### Task description:
Lay out the lines starting at the line containing "My supervisor has requested that the distant mountain" and ending at the last line as a two-column CSV with the headers "text" and "answer", one row per line and its answer. Put each value in a single quoted field, replacing line breaks with spaces.

(Bounding box annotation entries)
╔══

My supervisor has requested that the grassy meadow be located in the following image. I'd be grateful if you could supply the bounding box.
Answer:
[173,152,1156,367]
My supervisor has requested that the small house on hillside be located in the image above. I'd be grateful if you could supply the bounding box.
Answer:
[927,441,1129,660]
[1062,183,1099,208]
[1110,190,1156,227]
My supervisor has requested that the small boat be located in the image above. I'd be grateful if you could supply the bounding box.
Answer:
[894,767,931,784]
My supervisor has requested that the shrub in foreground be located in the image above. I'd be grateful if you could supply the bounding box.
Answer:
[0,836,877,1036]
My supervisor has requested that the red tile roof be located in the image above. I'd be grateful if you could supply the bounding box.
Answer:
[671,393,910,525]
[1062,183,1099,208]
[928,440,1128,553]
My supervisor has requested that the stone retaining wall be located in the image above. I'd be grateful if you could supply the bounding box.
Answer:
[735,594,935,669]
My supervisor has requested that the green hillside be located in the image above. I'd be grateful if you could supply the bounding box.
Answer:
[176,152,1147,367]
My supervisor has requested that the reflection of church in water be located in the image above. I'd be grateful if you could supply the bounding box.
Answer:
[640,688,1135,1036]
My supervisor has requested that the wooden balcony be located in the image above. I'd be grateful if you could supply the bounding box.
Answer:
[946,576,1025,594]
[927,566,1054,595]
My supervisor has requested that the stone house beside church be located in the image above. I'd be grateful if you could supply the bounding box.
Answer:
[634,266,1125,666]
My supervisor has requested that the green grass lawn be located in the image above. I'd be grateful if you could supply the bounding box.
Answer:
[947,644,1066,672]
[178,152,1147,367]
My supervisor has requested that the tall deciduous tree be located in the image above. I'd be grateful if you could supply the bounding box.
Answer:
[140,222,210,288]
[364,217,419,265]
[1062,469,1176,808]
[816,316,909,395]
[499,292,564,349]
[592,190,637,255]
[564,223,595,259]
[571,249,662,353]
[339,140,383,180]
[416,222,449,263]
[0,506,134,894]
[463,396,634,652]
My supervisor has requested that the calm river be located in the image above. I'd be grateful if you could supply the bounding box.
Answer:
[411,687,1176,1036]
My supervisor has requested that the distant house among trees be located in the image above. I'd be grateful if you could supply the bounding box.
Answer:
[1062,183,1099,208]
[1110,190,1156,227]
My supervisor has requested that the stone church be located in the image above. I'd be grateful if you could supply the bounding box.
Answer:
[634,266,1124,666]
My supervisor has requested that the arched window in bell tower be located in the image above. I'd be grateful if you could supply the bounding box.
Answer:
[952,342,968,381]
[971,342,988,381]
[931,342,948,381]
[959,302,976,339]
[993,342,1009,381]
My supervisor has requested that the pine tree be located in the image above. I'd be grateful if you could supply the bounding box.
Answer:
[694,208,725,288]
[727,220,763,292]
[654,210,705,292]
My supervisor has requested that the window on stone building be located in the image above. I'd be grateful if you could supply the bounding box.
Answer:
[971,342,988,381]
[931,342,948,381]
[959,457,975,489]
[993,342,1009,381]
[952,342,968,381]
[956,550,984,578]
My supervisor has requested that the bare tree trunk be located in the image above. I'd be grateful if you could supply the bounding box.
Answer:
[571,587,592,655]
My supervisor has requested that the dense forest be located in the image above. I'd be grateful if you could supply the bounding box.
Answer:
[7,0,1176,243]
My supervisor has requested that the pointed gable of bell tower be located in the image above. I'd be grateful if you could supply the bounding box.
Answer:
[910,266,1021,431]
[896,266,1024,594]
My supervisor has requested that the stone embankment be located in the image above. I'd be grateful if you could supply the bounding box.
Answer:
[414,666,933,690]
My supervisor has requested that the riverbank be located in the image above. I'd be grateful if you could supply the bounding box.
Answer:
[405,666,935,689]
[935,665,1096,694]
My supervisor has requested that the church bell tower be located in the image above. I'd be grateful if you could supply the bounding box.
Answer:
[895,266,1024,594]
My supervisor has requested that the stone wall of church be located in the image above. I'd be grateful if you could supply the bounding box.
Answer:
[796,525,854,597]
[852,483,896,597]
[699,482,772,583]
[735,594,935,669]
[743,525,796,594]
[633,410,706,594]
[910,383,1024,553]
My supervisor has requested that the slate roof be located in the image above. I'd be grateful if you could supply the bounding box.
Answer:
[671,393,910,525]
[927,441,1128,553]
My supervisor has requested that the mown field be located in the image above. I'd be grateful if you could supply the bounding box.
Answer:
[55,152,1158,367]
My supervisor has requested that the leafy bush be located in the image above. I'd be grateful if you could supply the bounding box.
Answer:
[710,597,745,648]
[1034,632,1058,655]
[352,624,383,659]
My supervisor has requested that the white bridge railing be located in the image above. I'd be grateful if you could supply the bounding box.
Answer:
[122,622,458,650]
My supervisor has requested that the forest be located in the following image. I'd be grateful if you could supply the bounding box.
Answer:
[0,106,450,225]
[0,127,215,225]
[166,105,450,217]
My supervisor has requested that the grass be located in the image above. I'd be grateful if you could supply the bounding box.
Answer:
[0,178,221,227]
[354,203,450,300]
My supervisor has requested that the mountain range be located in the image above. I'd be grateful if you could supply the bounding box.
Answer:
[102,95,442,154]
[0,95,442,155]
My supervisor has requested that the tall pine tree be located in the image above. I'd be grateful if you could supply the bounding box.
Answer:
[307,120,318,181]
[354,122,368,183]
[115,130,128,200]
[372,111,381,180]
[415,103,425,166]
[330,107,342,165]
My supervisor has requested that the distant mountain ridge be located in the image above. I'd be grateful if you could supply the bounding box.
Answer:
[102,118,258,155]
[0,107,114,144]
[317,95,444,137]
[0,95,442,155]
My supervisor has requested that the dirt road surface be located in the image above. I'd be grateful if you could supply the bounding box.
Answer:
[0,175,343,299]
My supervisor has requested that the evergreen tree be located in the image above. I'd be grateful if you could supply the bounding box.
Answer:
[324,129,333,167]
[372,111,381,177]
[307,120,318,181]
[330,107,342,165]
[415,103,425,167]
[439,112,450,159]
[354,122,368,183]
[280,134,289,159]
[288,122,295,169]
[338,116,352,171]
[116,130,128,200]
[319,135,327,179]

╚══

### Result of the task:
text,answer
"My supervisor has requested that the distant mountain ridge be located in the image above. I'd be grateful if you could supply the bounding box. Answer:","[102,118,258,155] [0,107,114,144] [317,95,444,137] [0,95,442,155]"
"My supervisor has requested that the dirt road surface be located in the image above. I'd be grateful if you could supply the bounding box. Answer:","[0,175,343,299]"
"My supervisor has requested that the evergreen tree be located in the image above. I'd be grateful if you could supply the bounding box. Answer:","[324,129,333,167] [372,111,381,177] [307,120,318,181] [330,107,342,165] [415,103,425,167] [439,112,450,159] [354,122,368,183] [280,134,289,159] [288,122,295,169] [338,116,352,171] [116,130,128,200] [319,135,327,179]"